#### [Location identification entries]
++++
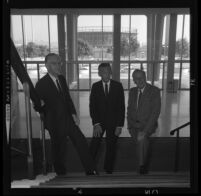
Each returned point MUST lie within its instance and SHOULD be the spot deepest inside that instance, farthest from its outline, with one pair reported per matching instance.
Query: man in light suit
(60, 117)
(107, 110)
(144, 104)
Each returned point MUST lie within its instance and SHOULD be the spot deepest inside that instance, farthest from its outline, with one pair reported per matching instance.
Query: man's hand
(118, 131)
(76, 119)
(97, 131)
(140, 136)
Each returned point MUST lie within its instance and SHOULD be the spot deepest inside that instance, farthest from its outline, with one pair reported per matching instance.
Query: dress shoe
(92, 173)
(108, 172)
(143, 170)
(61, 173)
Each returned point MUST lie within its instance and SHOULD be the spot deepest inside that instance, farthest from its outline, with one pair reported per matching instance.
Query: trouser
(142, 147)
(111, 140)
(80, 144)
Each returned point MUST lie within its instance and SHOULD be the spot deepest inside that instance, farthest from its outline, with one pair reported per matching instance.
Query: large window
(94, 44)
(34, 37)
(133, 46)
(182, 53)
(95, 37)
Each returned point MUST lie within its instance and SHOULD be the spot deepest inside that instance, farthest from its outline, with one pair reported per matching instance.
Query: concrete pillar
(171, 50)
(116, 47)
(154, 45)
(72, 48)
(61, 41)
(150, 44)
(158, 44)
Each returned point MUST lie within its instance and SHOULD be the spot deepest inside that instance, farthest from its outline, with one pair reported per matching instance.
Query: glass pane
(164, 52)
(89, 37)
(186, 40)
(72, 75)
(159, 81)
(124, 72)
(182, 45)
(138, 37)
(94, 73)
(84, 75)
(42, 70)
(16, 34)
(185, 75)
(133, 67)
(124, 45)
(53, 34)
(36, 37)
(32, 72)
(107, 37)
(85, 119)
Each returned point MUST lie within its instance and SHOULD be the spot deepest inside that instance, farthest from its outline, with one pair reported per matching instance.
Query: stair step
(119, 179)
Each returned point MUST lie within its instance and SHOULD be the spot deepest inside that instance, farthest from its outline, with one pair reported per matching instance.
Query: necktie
(139, 98)
(58, 86)
(106, 89)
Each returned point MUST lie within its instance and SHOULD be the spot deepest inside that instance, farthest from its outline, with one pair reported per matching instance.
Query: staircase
(161, 167)
(119, 179)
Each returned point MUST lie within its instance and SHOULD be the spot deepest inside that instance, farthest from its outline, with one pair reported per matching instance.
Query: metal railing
(29, 130)
(124, 64)
(177, 155)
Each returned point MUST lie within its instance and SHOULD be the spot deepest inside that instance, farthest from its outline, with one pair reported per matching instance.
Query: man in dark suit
(144, 104)
(107, 110)
(60, 117)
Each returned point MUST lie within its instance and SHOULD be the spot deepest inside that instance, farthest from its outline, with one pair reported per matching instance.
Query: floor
(175, 111)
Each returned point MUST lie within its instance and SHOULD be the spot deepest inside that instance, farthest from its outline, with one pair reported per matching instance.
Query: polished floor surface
(116, 180)
(175, 111)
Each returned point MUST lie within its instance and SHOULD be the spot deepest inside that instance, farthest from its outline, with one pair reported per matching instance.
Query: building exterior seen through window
(37, 35)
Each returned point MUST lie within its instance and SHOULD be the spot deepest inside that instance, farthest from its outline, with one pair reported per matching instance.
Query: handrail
(29, 130)
(43, 143)
(178, 128)
(30, 93)
(176, 160)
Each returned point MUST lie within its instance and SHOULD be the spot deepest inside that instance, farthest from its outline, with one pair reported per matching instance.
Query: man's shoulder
(95, 84)
(42, 80)
(154, 88)
(133, 89)
(115, 83)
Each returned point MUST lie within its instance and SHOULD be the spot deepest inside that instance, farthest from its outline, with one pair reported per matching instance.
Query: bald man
(144, 104)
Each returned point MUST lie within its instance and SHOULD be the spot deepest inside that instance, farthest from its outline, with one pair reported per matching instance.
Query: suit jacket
(58, 109)
(109, 112)
(148, 110)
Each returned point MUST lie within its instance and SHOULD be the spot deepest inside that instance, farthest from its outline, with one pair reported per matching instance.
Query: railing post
(29, 130)
(43, 144)
(176, 153)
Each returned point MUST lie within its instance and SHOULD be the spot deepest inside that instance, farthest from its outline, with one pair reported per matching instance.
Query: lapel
(145, 94)
(102, 92)
(111, 88)
(52, 85)
(135, 96)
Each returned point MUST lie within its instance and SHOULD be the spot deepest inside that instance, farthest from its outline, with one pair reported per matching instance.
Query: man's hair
(139, 70)
(103, 65)
(49, 55)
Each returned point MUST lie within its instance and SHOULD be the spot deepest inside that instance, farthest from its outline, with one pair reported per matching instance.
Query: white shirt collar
(53, 77)
(106, 83)
(142, 90)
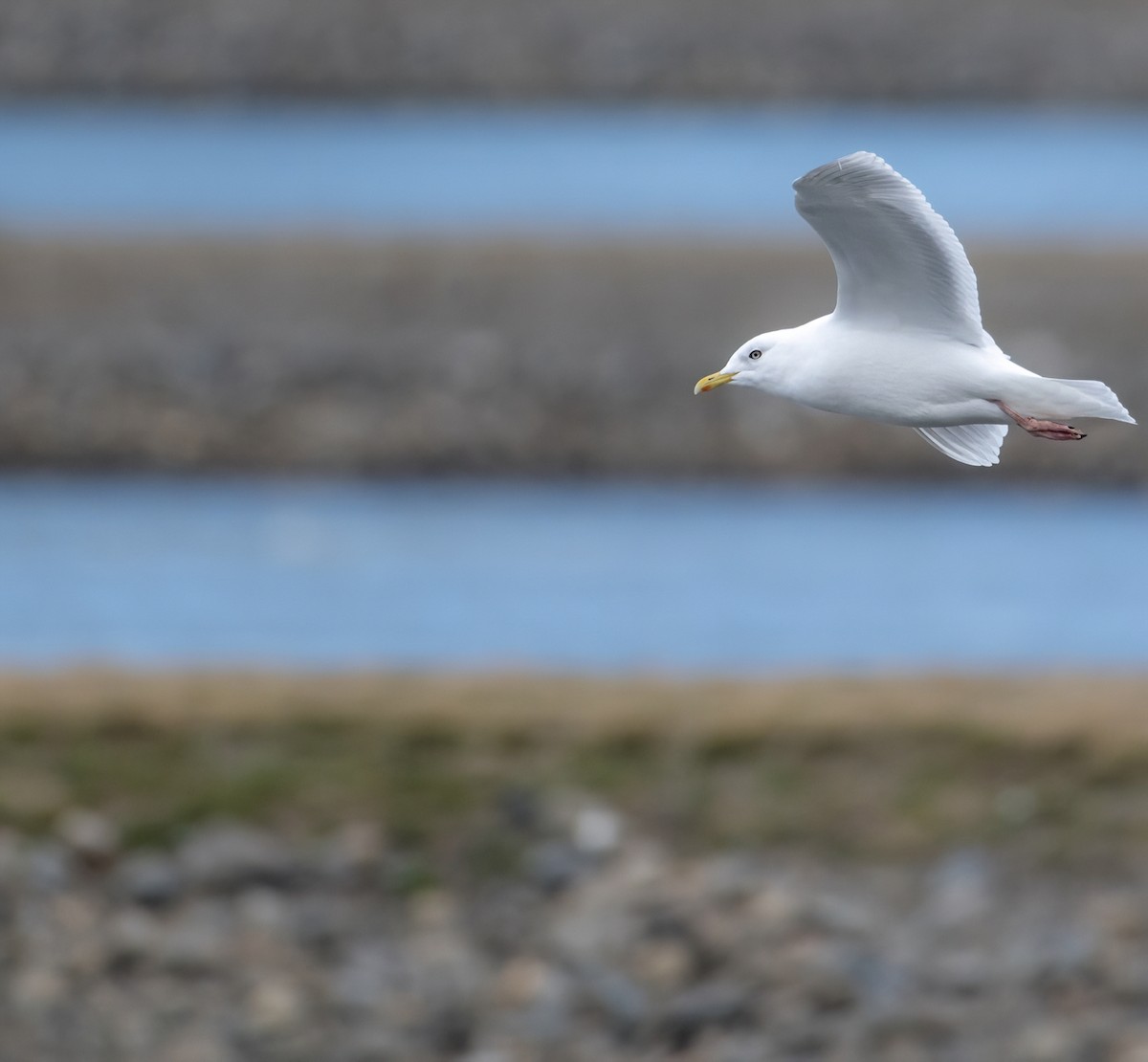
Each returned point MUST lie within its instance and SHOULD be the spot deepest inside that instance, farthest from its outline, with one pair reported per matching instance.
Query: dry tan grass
(1106, 711)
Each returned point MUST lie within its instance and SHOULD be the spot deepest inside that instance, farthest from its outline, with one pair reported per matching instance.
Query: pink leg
(1043, 429)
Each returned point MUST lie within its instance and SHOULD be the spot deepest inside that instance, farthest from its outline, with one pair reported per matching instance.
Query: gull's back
(899, 264)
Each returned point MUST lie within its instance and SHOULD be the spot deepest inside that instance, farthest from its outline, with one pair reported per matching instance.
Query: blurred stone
(555, 866)
(621, 1002)
(132, 937)
(596, 830)
(364, 979)
(732, 878)
(198, 941)
(354, 853)
(150, 878)
(960, 889)
(265, 910)
(93, 837)
(1131, 1046)
(229, 855)
(1125, 971)
(275, 1005)
(1044, 1042)
(824, 971)
(38, 987)
(523, 981)
(664, 964)
(841, 916)
(1118, 916)
(921, 1027)
(701, 1007)
(962, 971)
(198, 1044)
(775, 907)
(49, 866)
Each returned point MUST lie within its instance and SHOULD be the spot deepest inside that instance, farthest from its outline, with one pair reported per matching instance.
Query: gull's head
(755, 365)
++++
#### [Problem to solve]
Leave out all pictures, then copy the remaining material exactly.

#### [Full answer]
Each returned point MUST lie within its instance and SHOULD be the spot deepest inside that instance, farthest from its outline, with one pair reported per matching instance.
Query: man in light suit
(60, 117)
(107, 110)
(144, 104)
Each returned point MUST lie within its instance and SHOULD be the spot deepest inside that instance, farthest from its outline, with one pair reported per matching instance.
Query: man's hand
(118, 131)
(76, 119)
(97, 131)
(140, 136)
Each returned point MUST lie within its instance and SHOULD be the spot deepest inside that instance, farthest from its outline, with one pair reported per matching instance.
Query: dress shoe
(92, 173)
(108, 172)
(143, 170)
(61, 173)
Each returned point MUST lie within its instance and SHOULD be the spot deepest inside that instance, farthest from its outline, with one pair reported per matching instance.
Query: trouser
(142, 147)
(111, 140)
(80, 144)
Each returned point MUST lie within its instance and SHOULD be the spot deepest inside that instance, farthest from its outline, with one pair reported per matching instance.
Query: large window
(94, 44)
(34, 37)
(133, 46)
(182, 53)
(95, 37)
Each returned point MUST lie within its instance and SHOULD be the spot deepest inside that instance, farthest from its outline, with one pair reported per matching instance.
Query: concrete pillar
(171, 50)
(116, 47)
(154, 45)
(72, 48)
(61, 41)
(150, 44)
(158, 44)
Each returned point MUST lie within its instance and SHOULD be the spot deepest inside that instance, farthest from its outline, with one pair reported per matching instance.
Query: glass pane
(164, 52)
(89, 37)
(186, 40)
(72, 75)
(159, 81)
(124, 72)
(182, 45)
(138, 37)
(94, 73)
(84, 75)
(42, 70)
(16, 34)
(185, 75)
(133, 67)
(124, 45)
(53, 34)
(36, 37)
(32, 72)
(107, 37)
(85, 119)
Each returned point MUST lie within its instance and SHOULD be the spot deepest inside that instance, farthest from its outline, with one pair reported per matching instance.
Query: stair step
(119, 179)
Each returned point MUST lie within its instance and SHOULD be the spot deepest inside that instance, farthest from its outline, with one pair reported per matching instance.
Query: necktie
(139, 98)
(58, 86)
(106, 89)
Each returned point MUST lie within its instance and SHOULD be the spot deepest inside that instance, farthest from its outline, with one pair reported per matching instance.
Query: staircase
(161, 167)
(119, 179)
Each returned point MUST lie within its instance and SHOULD be the spot deepest inside that instance, farthest from its outline, with one pair reported per matching instance.
Query: metal railing
(29, 130)
(124, 64)
(177, 155)
Each returned point MUST lie within its instance and SHOULD be the spot deepest inside that instance, farthest from its outline, with one pair reported per matching instance.
Query: man in dark suit
(144, 104)
(107, 110)
(60, 117)
Each returned point MUST lie within its instance and SHOULD be the spot deepest inside that instance, farthest from its outline, with one pair reported per matching instance.
Query: floor
(175, 111)
Each returned point MUST lie within its instance and SHOULD be the spot deepest inside that instance, farthest from its outline, with one pair reported per matching instance.
Query: polished floor surface
(116, 180)
(175, 111)
Each returned point MUST lie within its instance and SHOULD be the spot deepest inside that instance, farthest from its outline, with one pair reported per matching instance.
Query: building exterior seen through window
(37, 35)
Each returned point MUST lie within its instance and SHOULD be the spot deepest inside that instance, farthest from its outline, with one pair reported per matching instance.
Query: handrail
(29, 130)
(43, 143)
(178, 128)
(30, 93)
(176, 160)
Each returned point MUST lie within its instance and SHOULD be the spot deepest inside that instance, farthest from its outline, with one pair reported per matching instance.
Query: man's shoulder
(95, 84)
(42, 80)
(154, 88)
(133, 89)
(115, 83)
Each returned point MUST lie within its instance and SHOULD be the spot deepest inside that instance, farthest from its outline, with one pair reported per matching instance.
Query: bald man
(144, 104)
Each returned point MUST lie within its instance and SHOULD be the spot deepest inside that instance, farthest from its outline, with one pair reported per matching instance.
Query: suit jacket
(58, 109)
(109, 112)
(148, 110)
Each returned point MUST lie within its instance and SHOULD be the spot deepest inside that instance, farthest from its outline, with one pair reported per matching instance.
Query: railing post
(29, 130)
(43, 144)
(176, 153)
Each returned point MUST lie within its instance and SHOULD be the spot deepest inside that instance, farthest from its outline, with one pair reported per matching instance.
Query: lapel
(145, 94)
(102, 92)
(111, 88)
(52, 85)
(135, 96)
Each returned point MUST lie within its instance and SHOULD be the spot deepest inside that instance, farthest from its outline, with one pair reported per matching instance.
Query: man's hair
(139, 70)
(103, 65)
(49, 55)
Each returned point MUST lie within its instance and SHOULD be the spot deepest inside that instance, farthest from its outline, with one pair reported per matching instance.
Query: white shirt collar
(53, 77)
(106, 83)
(142, 90)
Each returned point MUST lie within its instance and SHOULD be the spot deepest inside that instance, farthest from its outline, with one pair reported per matching instance.
Query: dry tan grass
(1106, 711)
Each returned point MUST lie within its instance and SHOULD be the spot deepest inside that instance, farthest from its outline, with one pair reported per matching instance.
Query: pink leg
(1043, 429)
Each returned point MUST lie within its instance and SHOULD be the spot deepest inside that instance, farthest from its outline, with one pair reported per matching instance.
Query: gull's back
(899, 264)
Each returned point MUST lie within its instance and SHOULD be the spot deepest inside that instance, farthest from its outline, with one pair reported per matching instance.
Query: blurred stone
(555, 866)
(621, 1002)
(132, 937)
(596, 830)
(364, 979)
(732, 878)
(198, 941)
(354, 853)
(150, 878)
(960, 889)
(265, 910)
(93, 837)
(1131, 1046)
(229, 855)
(1125, 971)
(275, 1005)
(1044, 1042)
(824, 971)
(38, 987)
(523, 981)
(664, 964)
(841, 916)
(1118, 916)
(921, 1027)
(701, 1007)
(962, 971)
(198, 1044)
(775, 907)
(49, 866)
Each returned point MUST lie within its instance and SHOULD be the spot deepest inside that instance, farthest from its outline, with one pair reported per matching instance.
Query: gull's head
(755, 365)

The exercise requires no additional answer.